Extract to read
With Automatic Persisted Queries we send the hash of queries string in GET HTTP request to the Apollo server or in GraphQL server. Then server figures out that this particular hash corresponds to this particular query string, it would resolve that query and send the response back in the same response format that the client would expect. So, here we accomplished this goal of sending GET HTTP request from the frontend client using GraphQL. Now what's next. Once we are able to send GET requests, which means that we can take advantage of all the cache-control headers that are available. We can specify the max age of a field in a query that for which this particular field is valid, and it is okay to solve this field from the nearest CDN service instead of hitting them GraphQL servers. So, we can take advantage of all the cache-control headers, and this would improve performance even further.


Caching in GraphQL - Recap


[17:38] Let's recap what all we learned in caching. We learned that we can do caching for requests using DataLoaders. We can do resolver level caching to store the response of downstream services in Redis or Memcached. We can use Automatic Persisted Queries to send the hash of the query string to GraphQL, and we can use cache-control headers on different fields in the query.

Here's a question for thought. Now that we are using GET request, can GraphQL support 304 Not Modified HTTP response status code?

I'll move to the next topic, which is Monitoring GraphQL Request New Relic. This is really interesting, and it is a great addition to the stack. What you see on the screenshot, this is a top 20 most time consuming GraphQL queries. You can also see the slowest average response time top 20 GraphQL queries.

[18:30] You can look at P95, P99 times of a particular GraphQL query using this powerful tool.

This screenshot source the calls that you're making to external services. The percentage of calls that you're making to your different microservices.

This shows the trace details of a GraphQL query. So, whenever there's a new requirement or a new feature on the frontend client, all we think that we have to add this particular field in a query and that's it. We would get the response and we render it on the UI. We don't even think that this particular field is going to make an API call to downstream service or is going to hit the database. And that would impact the performance of this particular query. So, by looking at the trace details, we come to know that this particular field takes this much time to resolve. On this particular field hits the back-end servers. This particular field is hitting your database. So, by looking at the trace details of a particular query, it is very easy to understand, what is consuming time in this GraphQL query.

[19:44] Let's recap all that we learned at this talk. The clients might face a performance hit for bigger and more nested queries in GraphQL. We should keep an eye on how many API requests or database queries we are making in a GraphQL query. We should design the GraphQL Schema more like our domain and not map it to the frontend user interface.

Stated goal
Write what comes next in the GraphQL performance talk, continuing its closing recap from the last sentence shown.

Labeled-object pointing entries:
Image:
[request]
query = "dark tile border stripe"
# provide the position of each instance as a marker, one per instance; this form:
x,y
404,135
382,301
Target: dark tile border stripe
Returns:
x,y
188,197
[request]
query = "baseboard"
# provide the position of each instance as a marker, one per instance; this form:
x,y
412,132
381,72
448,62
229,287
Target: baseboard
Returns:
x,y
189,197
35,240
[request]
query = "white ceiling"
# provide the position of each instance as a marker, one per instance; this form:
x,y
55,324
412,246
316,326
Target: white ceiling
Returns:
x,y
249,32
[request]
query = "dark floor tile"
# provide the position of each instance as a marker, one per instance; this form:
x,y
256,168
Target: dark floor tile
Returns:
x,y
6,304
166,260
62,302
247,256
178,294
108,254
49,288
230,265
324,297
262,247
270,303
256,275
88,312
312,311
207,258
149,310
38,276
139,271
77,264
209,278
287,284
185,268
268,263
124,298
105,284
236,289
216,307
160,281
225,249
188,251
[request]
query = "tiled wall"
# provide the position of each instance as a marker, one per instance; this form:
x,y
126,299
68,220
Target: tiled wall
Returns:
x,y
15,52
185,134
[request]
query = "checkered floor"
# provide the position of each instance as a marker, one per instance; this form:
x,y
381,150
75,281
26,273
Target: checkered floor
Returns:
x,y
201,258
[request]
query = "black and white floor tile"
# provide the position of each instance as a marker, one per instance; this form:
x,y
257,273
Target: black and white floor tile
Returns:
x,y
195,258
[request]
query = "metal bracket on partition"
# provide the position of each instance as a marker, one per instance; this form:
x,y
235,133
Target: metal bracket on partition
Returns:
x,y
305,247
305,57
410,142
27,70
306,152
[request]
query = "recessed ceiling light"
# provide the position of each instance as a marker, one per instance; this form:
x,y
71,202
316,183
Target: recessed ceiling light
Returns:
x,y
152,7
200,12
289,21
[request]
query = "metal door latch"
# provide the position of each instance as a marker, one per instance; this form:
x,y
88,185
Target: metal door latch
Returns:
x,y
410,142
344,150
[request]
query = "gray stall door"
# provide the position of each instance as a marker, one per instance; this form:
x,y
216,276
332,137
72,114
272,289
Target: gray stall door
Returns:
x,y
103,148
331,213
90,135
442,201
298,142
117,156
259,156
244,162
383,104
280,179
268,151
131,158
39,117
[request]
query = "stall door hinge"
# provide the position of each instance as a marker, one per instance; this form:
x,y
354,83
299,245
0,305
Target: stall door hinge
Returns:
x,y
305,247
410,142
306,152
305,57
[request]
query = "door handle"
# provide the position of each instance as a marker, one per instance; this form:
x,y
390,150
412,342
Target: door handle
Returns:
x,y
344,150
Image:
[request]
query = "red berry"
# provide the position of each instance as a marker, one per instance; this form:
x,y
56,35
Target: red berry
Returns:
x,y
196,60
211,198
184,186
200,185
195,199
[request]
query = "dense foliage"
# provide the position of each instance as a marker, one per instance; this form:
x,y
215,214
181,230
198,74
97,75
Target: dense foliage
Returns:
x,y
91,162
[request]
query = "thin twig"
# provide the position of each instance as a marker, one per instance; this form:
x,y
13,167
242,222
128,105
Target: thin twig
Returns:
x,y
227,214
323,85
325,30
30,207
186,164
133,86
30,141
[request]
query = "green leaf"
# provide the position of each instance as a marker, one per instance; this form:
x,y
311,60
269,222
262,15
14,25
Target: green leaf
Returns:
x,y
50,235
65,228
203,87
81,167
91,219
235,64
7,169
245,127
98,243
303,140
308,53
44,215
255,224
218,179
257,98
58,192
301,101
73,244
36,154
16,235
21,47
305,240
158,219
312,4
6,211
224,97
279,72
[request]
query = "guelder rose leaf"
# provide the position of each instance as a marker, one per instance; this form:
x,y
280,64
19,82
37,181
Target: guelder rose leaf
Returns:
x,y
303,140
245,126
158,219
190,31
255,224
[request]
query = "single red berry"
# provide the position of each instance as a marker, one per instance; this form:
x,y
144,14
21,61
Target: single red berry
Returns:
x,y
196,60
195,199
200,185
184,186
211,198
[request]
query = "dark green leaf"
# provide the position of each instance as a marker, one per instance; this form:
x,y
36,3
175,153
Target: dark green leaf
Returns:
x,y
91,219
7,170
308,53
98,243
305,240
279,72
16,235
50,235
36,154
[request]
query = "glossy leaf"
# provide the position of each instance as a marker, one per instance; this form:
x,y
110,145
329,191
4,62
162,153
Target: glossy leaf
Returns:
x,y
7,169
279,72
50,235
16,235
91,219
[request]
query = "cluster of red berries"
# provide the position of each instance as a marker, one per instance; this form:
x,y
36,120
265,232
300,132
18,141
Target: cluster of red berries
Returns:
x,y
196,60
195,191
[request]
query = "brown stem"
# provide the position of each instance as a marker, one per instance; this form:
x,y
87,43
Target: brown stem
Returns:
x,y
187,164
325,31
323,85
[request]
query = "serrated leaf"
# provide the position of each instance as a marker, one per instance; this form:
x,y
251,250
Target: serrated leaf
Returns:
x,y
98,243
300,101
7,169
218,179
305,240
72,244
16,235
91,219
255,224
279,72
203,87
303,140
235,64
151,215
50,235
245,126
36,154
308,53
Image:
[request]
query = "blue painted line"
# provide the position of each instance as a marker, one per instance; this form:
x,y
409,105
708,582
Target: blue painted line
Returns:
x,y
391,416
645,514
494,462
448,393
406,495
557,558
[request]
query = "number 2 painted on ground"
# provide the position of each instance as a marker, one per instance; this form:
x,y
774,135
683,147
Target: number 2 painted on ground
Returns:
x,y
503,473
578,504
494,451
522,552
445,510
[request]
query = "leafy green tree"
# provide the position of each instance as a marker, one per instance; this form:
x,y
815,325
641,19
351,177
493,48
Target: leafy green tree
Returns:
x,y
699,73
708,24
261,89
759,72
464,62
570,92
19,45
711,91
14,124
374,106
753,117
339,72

==

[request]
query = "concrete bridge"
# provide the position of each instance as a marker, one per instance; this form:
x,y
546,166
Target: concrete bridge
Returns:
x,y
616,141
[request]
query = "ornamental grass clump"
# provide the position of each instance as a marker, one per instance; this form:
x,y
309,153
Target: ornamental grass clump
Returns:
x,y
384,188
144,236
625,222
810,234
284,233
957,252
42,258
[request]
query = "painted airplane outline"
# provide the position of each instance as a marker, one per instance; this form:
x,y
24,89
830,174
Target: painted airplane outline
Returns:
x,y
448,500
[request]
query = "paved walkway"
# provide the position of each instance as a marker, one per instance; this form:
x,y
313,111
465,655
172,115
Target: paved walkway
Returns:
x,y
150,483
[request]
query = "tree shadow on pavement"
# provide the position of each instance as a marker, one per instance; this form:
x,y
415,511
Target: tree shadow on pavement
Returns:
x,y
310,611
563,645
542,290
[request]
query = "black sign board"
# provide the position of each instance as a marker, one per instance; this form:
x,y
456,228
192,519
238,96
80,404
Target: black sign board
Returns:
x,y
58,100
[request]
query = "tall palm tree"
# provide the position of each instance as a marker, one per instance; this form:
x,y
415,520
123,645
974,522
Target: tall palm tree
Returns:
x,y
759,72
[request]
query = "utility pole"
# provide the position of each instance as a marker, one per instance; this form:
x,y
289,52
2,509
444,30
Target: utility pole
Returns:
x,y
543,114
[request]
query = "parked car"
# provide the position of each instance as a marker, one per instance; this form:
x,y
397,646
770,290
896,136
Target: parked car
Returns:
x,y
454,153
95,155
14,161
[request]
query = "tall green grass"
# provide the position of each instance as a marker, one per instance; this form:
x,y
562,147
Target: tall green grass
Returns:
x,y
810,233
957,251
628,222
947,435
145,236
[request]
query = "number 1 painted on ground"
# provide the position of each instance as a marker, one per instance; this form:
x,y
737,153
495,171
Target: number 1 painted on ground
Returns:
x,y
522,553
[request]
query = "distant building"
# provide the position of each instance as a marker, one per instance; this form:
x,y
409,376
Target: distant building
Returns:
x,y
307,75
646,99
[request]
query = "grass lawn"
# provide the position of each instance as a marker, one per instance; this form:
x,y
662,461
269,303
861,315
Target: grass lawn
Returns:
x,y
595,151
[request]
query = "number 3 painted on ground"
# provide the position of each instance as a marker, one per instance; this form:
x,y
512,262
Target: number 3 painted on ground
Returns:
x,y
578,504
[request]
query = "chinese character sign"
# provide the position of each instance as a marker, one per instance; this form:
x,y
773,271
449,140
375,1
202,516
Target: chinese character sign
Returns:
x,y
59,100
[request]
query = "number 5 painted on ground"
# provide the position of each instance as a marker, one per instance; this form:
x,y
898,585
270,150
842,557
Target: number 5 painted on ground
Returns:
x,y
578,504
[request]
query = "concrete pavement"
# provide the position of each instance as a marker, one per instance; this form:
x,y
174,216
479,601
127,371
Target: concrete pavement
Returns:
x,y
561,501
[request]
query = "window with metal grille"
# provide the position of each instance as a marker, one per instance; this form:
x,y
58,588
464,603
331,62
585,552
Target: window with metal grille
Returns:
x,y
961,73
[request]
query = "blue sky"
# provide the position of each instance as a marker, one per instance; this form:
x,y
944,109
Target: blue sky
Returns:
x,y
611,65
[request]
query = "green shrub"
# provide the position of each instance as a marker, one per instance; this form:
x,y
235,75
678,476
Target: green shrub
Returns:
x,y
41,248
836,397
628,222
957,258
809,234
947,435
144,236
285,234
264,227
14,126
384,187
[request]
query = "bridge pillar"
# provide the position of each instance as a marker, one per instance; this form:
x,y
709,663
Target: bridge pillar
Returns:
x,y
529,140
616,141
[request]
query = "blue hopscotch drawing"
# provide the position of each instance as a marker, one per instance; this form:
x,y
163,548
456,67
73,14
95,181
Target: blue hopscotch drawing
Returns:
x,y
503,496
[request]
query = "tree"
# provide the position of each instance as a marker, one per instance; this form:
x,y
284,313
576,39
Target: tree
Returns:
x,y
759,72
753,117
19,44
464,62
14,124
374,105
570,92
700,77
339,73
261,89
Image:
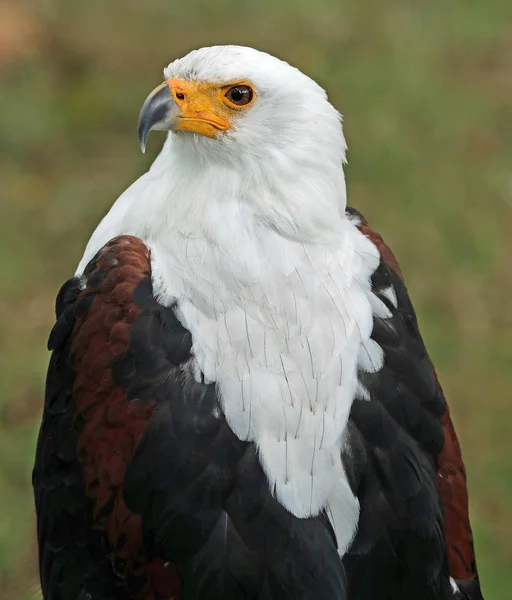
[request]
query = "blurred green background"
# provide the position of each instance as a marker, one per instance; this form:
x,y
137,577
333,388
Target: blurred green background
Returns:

* * *

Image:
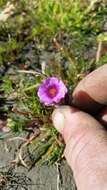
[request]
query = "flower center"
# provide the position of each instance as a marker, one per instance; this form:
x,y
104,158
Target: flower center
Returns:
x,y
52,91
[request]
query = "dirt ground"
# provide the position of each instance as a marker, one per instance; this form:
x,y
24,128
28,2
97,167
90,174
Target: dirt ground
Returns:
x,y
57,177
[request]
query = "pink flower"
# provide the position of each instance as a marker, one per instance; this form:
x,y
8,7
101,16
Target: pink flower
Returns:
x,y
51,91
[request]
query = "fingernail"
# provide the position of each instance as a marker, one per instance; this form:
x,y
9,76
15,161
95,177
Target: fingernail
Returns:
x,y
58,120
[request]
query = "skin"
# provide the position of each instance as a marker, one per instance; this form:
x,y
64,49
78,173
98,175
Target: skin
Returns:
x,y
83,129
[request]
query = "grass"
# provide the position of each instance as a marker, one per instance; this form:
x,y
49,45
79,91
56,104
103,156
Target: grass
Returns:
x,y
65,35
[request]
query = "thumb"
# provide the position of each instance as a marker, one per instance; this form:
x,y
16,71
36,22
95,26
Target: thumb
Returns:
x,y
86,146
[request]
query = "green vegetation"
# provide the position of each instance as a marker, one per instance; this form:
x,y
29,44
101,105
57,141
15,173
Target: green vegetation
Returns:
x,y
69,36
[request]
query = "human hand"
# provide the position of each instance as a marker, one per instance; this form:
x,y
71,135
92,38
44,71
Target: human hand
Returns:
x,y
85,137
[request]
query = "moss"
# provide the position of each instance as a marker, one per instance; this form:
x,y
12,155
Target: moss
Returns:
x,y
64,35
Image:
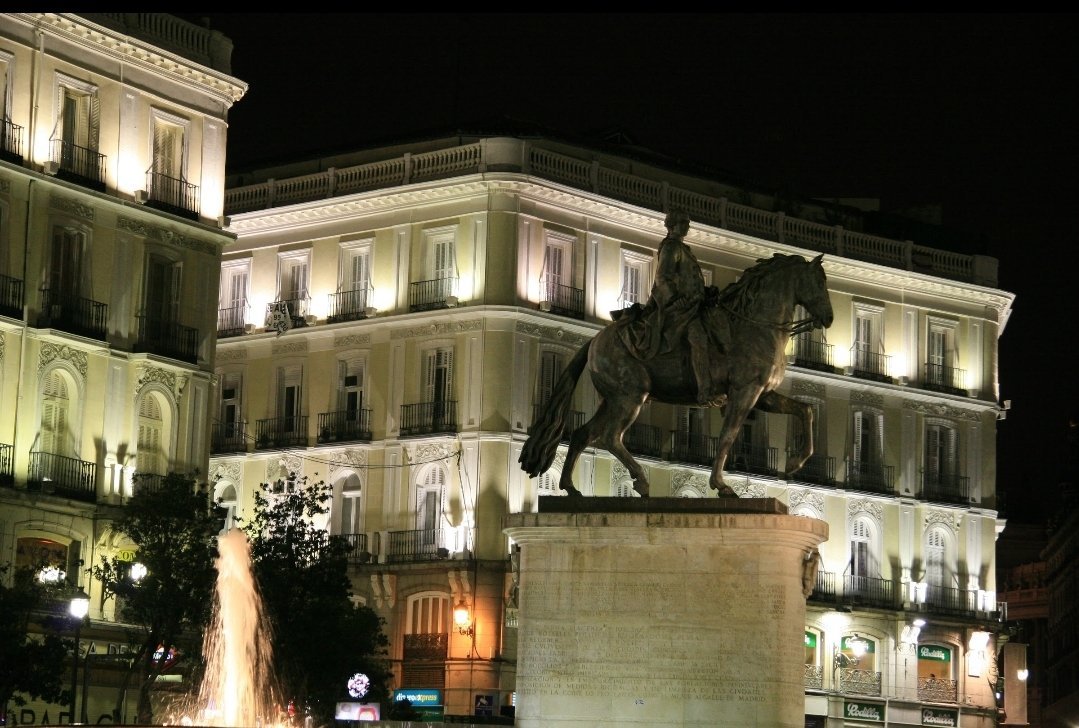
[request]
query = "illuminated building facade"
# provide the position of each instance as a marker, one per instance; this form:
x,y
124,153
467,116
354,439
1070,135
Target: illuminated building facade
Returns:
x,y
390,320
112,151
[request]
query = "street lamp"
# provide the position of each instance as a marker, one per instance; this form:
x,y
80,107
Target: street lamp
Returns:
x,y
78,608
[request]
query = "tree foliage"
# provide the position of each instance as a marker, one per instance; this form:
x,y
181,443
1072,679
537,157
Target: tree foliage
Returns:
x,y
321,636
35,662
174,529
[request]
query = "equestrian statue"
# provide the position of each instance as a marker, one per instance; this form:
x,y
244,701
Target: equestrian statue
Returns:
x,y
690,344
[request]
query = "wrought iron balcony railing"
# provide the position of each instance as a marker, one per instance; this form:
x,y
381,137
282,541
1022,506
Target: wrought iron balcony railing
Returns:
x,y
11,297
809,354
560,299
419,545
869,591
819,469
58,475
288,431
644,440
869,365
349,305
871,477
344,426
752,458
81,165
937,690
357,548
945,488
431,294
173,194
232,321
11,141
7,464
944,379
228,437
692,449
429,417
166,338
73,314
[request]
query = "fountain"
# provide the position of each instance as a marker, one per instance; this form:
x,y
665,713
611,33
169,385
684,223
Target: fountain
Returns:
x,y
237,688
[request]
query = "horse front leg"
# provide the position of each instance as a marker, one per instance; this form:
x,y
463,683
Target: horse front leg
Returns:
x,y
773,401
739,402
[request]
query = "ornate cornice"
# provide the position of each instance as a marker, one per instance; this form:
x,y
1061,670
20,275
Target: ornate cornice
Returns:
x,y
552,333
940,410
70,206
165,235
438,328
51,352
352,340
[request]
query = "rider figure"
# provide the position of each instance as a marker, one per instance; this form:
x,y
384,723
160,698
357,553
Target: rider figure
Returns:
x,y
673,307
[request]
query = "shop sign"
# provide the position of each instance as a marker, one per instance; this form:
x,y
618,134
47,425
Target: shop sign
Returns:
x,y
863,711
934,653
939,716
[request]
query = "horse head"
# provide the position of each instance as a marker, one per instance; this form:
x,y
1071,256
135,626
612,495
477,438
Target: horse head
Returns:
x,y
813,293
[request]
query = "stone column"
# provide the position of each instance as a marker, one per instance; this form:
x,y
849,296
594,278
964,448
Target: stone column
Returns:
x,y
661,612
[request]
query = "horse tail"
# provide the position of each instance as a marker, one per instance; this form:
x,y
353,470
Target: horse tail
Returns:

Task answer
DataLoaders are used for batching multiple API calls to the same endpoint in one request and thus reduces the load on your downstream services. The way we saw for bills and users API. DataLoaders also help in caching the same API request and call the downstream service only once for the same cache key. We saw that Bob was speaking at four conferences, but we were loading his profile only once because his user profile ID is the same. We can use defer directives to defer the response of some of the fields in a query that are not in the critical path of user interactivity, take more time to resolve or have a bigger response size. We saw that we can defer the execution of preferences resolve or in a user object. We can use stream directors to stream the response of the list field in a query. We can use Redis or Memcached to cache the response of downstream services at a resolver level. We saw that we don't have to hit backend services for getting static data like room types and rooms of a hotel. We can get it directly from Redis or Memcached.

[21:07] Finally, we can use Automatic Persisted Queries and make GET requests from frontend client to GraphQL servers. Here we sent the hash of the query and a GET request to the GraphQL server, using this we can take advantage of all the cache-control headers by specifying the TTL for some of the fields in that query. And then we can fetch these from the nearest CDN server. Finally, Newrelic makes our life easy, and it shows that trace details of a particular GraphQL query. It is really a good addition to the stack. Thank you so much for listening. Have a great day.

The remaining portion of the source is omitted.